Problem to solve:
Collect every line of the records below that contains the string "dough", matching case exactly, and copy each such line in full.
Begin Supplied material
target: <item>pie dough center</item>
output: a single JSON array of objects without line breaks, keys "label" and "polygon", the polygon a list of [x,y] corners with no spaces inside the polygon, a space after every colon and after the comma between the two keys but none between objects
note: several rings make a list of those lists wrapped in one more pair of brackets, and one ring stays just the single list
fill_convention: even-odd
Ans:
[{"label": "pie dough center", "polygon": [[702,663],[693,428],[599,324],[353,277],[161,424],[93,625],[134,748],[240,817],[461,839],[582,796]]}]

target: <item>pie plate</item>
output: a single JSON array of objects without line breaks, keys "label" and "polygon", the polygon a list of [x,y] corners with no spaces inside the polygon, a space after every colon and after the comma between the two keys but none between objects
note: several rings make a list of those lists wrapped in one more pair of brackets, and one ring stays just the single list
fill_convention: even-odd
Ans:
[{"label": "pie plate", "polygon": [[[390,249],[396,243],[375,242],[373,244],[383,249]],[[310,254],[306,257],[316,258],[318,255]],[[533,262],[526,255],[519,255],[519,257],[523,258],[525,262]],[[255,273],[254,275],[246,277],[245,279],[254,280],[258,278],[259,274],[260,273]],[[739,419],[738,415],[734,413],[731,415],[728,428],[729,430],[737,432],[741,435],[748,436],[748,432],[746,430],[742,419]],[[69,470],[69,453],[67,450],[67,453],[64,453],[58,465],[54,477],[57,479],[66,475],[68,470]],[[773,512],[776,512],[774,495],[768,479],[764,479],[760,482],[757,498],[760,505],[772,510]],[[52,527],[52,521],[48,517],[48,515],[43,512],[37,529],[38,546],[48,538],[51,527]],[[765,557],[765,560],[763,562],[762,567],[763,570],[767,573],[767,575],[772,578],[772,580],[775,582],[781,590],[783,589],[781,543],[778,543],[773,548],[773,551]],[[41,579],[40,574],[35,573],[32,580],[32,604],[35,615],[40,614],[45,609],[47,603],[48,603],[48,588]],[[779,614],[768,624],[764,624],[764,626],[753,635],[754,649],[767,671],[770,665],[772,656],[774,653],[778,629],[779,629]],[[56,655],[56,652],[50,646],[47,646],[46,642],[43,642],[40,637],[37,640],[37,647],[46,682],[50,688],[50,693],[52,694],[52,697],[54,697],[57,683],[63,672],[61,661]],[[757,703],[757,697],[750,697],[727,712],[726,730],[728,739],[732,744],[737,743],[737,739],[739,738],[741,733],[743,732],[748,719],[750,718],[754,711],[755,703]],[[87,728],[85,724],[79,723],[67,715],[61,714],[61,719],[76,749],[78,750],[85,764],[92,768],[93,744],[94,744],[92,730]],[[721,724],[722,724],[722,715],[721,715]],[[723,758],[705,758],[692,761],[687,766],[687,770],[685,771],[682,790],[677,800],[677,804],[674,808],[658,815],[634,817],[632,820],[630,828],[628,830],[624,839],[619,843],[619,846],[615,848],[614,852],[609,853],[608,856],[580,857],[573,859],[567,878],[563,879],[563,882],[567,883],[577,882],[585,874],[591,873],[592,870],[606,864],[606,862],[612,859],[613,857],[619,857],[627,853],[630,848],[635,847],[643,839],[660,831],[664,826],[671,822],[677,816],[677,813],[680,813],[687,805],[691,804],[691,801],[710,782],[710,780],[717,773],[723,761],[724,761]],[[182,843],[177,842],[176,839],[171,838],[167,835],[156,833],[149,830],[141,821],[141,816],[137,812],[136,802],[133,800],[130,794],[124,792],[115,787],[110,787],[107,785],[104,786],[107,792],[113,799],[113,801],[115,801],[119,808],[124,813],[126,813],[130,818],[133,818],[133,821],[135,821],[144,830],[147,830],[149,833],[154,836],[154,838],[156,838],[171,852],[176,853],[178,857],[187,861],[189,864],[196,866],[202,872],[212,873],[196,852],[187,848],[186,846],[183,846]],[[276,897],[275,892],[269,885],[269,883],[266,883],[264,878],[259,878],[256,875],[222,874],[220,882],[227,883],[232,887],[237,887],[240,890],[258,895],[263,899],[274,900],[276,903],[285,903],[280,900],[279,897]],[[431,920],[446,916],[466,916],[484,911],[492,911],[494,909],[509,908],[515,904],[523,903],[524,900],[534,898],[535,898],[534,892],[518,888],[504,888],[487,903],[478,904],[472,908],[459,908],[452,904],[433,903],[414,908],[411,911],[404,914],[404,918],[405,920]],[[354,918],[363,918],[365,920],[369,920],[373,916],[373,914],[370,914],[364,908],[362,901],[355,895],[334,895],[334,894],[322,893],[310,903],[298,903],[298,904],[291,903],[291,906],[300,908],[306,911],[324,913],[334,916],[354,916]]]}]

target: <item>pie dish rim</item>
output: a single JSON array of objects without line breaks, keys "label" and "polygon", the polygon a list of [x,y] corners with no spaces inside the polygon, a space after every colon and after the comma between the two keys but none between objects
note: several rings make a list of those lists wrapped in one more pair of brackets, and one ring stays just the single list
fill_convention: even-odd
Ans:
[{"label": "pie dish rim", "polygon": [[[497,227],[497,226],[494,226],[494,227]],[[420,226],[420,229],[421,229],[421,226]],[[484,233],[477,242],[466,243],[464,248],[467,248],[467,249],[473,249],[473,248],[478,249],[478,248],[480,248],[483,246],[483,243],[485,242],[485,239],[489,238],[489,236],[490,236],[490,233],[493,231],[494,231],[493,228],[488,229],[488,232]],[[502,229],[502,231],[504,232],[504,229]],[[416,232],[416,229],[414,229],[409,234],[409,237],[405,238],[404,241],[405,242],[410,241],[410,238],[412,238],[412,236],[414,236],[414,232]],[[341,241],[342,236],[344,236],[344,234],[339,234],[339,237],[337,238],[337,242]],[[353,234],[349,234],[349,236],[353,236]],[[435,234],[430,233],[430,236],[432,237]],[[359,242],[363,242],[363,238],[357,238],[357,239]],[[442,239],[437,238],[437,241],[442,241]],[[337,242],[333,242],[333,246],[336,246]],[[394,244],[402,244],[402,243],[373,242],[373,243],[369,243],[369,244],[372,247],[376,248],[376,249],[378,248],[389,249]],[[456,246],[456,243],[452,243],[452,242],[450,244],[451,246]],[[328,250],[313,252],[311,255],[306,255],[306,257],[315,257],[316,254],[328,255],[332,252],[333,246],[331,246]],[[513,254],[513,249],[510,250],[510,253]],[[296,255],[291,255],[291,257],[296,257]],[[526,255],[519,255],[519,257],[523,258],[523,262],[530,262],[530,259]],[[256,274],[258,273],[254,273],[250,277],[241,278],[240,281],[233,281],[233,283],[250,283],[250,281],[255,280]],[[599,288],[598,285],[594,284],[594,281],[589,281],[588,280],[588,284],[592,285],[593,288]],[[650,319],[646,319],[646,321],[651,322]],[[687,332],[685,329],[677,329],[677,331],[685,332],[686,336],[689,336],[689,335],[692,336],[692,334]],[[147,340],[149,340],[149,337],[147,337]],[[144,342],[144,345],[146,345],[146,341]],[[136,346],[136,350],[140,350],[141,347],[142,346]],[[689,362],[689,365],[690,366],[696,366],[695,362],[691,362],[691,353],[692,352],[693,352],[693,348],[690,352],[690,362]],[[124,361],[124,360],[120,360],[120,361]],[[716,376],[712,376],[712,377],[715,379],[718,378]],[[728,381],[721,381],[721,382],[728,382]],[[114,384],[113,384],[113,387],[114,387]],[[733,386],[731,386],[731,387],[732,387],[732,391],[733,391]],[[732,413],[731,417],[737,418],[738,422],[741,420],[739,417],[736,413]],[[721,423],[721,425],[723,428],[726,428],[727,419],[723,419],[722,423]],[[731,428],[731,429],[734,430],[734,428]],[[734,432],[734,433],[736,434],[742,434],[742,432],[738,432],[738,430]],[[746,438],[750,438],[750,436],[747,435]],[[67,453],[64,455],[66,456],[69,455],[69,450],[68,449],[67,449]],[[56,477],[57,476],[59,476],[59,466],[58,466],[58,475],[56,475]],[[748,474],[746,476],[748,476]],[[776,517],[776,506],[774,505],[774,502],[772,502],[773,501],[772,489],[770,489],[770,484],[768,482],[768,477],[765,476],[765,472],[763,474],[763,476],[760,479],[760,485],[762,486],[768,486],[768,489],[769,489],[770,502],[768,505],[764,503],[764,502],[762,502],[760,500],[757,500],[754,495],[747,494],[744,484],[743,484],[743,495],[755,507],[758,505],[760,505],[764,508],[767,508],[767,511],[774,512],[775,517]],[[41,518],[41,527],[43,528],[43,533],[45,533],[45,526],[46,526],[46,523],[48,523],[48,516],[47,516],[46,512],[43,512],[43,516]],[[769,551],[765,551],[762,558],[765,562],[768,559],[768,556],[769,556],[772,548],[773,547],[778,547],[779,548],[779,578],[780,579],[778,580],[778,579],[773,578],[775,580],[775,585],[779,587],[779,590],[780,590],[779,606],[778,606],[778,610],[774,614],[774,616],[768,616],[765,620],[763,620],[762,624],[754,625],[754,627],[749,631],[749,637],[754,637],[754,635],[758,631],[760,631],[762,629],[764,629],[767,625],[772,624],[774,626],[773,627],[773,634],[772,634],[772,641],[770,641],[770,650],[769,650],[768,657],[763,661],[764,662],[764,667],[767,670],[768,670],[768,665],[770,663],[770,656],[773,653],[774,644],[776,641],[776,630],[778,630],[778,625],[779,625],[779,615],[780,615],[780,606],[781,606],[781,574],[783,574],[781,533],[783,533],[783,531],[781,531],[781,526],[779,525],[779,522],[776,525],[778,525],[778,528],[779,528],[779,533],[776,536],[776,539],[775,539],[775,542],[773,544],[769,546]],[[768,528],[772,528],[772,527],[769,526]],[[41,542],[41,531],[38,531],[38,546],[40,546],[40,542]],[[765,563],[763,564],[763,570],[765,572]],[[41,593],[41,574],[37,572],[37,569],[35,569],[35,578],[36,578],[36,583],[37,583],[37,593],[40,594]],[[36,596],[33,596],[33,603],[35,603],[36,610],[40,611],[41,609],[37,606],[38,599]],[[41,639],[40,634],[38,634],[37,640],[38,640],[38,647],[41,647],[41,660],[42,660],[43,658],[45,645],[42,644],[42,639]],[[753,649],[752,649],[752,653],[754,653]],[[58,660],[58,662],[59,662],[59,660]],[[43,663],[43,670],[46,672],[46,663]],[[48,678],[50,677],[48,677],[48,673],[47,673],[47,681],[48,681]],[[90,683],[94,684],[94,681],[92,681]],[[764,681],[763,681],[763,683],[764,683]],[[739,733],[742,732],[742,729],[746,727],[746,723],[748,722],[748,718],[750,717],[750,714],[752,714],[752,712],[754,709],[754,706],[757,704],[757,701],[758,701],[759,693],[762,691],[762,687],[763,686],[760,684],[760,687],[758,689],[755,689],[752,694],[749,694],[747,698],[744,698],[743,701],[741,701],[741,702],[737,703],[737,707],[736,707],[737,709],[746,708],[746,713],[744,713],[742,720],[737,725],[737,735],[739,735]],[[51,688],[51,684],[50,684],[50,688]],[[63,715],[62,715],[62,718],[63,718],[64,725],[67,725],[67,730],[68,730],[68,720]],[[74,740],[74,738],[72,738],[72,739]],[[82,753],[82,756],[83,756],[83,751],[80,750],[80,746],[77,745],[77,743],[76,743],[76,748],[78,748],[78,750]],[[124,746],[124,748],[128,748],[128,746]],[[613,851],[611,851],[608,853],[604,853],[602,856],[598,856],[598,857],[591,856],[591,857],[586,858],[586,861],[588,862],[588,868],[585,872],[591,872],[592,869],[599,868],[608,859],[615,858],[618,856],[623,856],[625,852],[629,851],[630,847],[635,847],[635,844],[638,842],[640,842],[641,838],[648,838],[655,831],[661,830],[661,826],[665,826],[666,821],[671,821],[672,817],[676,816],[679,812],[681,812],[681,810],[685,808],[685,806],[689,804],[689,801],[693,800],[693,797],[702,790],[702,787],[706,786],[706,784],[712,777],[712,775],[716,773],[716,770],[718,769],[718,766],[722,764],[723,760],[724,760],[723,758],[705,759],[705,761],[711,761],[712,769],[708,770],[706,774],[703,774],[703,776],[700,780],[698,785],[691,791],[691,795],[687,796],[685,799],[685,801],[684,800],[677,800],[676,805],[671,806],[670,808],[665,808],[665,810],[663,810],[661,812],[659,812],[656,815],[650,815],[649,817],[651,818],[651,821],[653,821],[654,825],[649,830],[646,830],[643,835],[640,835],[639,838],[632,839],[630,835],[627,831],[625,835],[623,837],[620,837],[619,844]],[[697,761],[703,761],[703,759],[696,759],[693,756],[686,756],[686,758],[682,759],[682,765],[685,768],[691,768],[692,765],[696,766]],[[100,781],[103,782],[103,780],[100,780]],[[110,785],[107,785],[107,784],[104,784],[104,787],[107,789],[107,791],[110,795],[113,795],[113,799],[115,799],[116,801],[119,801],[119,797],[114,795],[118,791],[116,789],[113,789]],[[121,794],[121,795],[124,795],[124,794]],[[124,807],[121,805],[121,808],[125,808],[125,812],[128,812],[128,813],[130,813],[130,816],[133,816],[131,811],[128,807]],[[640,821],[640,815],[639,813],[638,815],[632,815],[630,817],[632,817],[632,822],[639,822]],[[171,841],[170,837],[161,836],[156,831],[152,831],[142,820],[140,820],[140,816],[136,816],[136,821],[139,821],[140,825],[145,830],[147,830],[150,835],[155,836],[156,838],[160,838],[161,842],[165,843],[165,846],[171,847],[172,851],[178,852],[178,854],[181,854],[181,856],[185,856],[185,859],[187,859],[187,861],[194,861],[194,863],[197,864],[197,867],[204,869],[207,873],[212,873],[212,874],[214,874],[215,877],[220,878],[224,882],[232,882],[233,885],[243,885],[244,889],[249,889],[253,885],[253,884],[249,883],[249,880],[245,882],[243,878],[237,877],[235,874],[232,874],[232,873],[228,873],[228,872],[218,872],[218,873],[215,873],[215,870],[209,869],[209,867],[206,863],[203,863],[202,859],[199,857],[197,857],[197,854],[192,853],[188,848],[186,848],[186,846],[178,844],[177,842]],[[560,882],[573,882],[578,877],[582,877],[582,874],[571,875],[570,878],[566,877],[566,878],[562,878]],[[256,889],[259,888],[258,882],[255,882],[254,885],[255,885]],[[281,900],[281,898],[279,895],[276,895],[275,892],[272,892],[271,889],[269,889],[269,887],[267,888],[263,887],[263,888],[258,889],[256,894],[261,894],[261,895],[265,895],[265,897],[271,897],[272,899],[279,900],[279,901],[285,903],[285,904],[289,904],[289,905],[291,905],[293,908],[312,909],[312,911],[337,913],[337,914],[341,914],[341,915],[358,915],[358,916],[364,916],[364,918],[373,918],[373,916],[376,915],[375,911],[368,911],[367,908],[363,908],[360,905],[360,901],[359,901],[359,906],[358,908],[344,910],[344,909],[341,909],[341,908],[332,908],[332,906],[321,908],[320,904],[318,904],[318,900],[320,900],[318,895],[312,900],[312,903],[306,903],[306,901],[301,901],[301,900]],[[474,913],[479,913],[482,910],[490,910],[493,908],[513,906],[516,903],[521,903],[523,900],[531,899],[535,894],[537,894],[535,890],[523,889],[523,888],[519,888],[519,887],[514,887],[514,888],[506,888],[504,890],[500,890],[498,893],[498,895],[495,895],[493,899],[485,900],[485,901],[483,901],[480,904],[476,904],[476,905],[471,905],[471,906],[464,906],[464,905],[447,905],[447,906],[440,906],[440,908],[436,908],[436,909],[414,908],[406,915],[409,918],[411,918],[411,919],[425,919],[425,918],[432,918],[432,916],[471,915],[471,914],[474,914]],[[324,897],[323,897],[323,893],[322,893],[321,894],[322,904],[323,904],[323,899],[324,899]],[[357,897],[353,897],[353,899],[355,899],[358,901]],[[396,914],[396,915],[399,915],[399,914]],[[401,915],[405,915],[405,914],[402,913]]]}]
End Supplied material
Response to the exercise:
target: <item>pie dough center</item>
[{"label": "pie dough center", "polygon": [[702,663],[693,428],[599,324],[353,277],[161,424],[93,625],[134,748],[240,817],[461,839],[582,796]]}]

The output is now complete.